Scan the material for the word "shirt" and return every matching line.
※
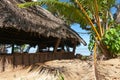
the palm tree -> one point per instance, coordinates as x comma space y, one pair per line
93, 13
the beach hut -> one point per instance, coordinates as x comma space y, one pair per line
34, 26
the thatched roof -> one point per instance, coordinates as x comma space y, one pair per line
33, 24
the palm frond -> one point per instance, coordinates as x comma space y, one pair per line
66, 11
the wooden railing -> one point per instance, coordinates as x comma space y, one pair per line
9, 62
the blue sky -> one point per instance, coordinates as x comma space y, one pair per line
81, 49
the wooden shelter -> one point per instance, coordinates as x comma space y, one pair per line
34, 26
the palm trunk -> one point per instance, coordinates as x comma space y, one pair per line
88, 18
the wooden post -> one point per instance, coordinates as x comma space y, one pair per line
57, 44
74, 48
12, 48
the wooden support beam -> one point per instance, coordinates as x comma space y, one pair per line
57, 44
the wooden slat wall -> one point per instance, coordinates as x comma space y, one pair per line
9, 62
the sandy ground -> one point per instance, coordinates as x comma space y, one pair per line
74, 69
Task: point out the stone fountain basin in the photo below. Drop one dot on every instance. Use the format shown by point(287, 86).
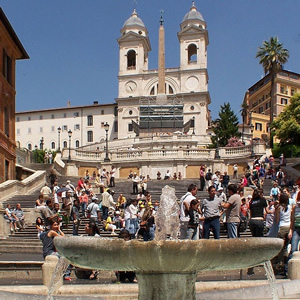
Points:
point(178, 256)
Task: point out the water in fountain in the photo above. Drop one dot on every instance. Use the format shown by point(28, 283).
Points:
point(60, 269)
point(166, 218)
point(271, 279)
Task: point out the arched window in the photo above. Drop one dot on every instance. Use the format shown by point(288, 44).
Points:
point(90, 120)
point(90, 136)
point(192, 53)
point(131, 59)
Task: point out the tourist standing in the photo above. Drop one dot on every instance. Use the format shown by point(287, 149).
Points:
point(211, 207)
point(193, 225)
point(184, 209)
point(233, 208)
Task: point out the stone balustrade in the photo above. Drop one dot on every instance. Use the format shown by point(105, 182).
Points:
point(168, 153)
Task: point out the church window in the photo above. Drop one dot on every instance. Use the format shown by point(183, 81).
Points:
point(131, 60)
point(7, 67)
point(90, 120)
point(192, 53)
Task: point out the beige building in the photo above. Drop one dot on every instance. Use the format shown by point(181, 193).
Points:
point(258, 100)
point(11, 50)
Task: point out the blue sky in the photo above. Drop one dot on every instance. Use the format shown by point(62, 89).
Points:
point(73, 46)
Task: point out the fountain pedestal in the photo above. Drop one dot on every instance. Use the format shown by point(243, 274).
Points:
point(166, 286)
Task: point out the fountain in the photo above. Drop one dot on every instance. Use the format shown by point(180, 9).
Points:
point(167, 269)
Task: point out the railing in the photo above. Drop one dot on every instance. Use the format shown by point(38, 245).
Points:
point(158, 154)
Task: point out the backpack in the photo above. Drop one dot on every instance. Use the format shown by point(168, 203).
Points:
point(208, 176)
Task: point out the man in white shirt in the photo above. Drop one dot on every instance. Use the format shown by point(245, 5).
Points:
point(184, 208)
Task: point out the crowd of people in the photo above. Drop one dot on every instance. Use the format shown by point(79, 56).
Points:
point(276, 214)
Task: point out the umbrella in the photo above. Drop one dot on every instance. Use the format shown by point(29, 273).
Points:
point(63, 189)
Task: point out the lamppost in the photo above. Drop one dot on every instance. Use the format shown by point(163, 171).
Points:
point(42, 144)
point(59, 131)
point(70, 135)
point(106, 128)
point(35, 153)
point(252, 129)
point(217, 156)
point(193, 125)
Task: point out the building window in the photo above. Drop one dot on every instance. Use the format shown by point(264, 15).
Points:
point(131, 60)
point(90, 136)
point(6, 121)
point(90, 120)
point(192, 54)
point(258, 126)
point(7, 67)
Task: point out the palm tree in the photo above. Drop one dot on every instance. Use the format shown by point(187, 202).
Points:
point(272, 56)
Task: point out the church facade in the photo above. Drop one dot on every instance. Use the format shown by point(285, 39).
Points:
point(185, 88)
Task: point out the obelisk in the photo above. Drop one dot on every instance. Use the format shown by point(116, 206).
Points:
point(161, 90)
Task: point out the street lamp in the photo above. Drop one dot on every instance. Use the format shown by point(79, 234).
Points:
point(70, 135)
point(42, 143)
point(252, 129)
point(193, 125)
point(59, 131)
point(217, 124)
point(35, 153)
point(106, 128)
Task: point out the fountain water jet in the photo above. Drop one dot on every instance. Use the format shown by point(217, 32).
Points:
point(167, 269)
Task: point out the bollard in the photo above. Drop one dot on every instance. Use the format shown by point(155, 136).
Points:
point(294, 266)
point(48, 269)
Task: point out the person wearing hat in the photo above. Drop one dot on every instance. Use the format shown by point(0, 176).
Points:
point(110, 223)
point(94, 210)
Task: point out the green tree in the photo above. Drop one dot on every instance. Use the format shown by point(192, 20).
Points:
point(272, 56)
point(225, 127)
point(287, 125)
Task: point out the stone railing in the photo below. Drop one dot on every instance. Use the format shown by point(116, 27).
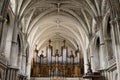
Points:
point(56, 78)
point(111, 62)
point(3, 67)
point(12, 73)
point(22, 77)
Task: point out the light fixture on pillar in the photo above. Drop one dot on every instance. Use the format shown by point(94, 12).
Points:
point(77, 53)
point(91, 75)
point(49, 53)
point(36, 58)
point(64, 53)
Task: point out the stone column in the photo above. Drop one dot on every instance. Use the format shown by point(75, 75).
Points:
point(14, 55)
point(85, 61)
point(23, 67)
point(28, 67)
point(116, 39)
point(3, 37)
point(102, 55)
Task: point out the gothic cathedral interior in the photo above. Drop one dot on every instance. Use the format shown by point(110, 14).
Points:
point(59, 39)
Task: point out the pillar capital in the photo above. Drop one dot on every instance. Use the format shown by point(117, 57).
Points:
point(117, 19)
point(1, 18)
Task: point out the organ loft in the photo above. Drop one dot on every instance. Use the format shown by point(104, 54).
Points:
point(56, 62)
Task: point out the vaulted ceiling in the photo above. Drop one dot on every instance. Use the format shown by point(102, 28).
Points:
point(71, 20)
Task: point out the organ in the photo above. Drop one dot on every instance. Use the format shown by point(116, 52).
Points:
point(56, 64)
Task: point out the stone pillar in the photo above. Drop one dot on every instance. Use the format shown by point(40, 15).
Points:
point(14, 55)
point(28, 67)
point(3, 37)
point(85, 61)
point(116, 39)
point(23, 67)
point(102, 55)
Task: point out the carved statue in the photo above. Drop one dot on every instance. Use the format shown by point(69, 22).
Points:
point(89, 70)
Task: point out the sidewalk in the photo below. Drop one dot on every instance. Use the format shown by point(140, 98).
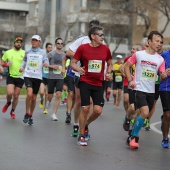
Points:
point(20, 97)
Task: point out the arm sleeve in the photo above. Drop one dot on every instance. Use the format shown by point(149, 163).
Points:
point(4, 57)
point(24, 62)
point(162, 67)
point(132, 60)
point(45, 59)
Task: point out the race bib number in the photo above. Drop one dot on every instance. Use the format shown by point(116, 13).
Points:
point(45, 70)
point(94, 66)
point(33, 63)
point(148, 74)
point(118, 78)
point(58, 71)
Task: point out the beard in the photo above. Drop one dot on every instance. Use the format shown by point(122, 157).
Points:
point(17, 47)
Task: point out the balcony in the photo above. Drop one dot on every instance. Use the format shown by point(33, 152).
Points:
point(17, 5)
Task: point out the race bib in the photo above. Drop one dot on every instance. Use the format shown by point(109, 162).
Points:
point(148, 74)
point(94, 66)
point(58, 71)
point(118, 78)
point(33, 63)
point(45, 70)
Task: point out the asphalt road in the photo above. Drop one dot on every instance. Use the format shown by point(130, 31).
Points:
point(49, 145)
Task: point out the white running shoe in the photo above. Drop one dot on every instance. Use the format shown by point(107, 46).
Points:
point(54, 117)
point(48, 104)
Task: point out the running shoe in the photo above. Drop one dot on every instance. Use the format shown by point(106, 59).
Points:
point(68, 118)
point(12, 115)
point(45, 111)
point(128, 140)
point(48, 104)
point(107, 95)
point(126, 124)
point(134, 142)
point(81, 141)
point(86, 134)
point(26, 117)
point(41, 104)
point(54, 117)
point(165, 143)
point(4, 109)
point(161, 121)
point(147, 128)
point(75, 131)
point(145, 122)
point(30, 121)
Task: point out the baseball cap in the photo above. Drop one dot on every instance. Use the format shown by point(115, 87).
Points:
point(37, 37)
point(94, 23)
point(119, 56)
point(18, 38)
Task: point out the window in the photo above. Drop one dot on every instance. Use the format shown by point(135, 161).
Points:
point(93, 4)
point(36, 10)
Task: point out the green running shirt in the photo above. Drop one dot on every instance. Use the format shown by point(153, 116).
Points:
※
_THE COMPLETED TASK_:
Task: point out the man in white shirt in the photo above. Drop one dot on every instance. Use the format shown by point(245, 5).
Task: point out the green running shirt in the photo above. Drop one dot on every instance. Use the format shown by point(153, 116).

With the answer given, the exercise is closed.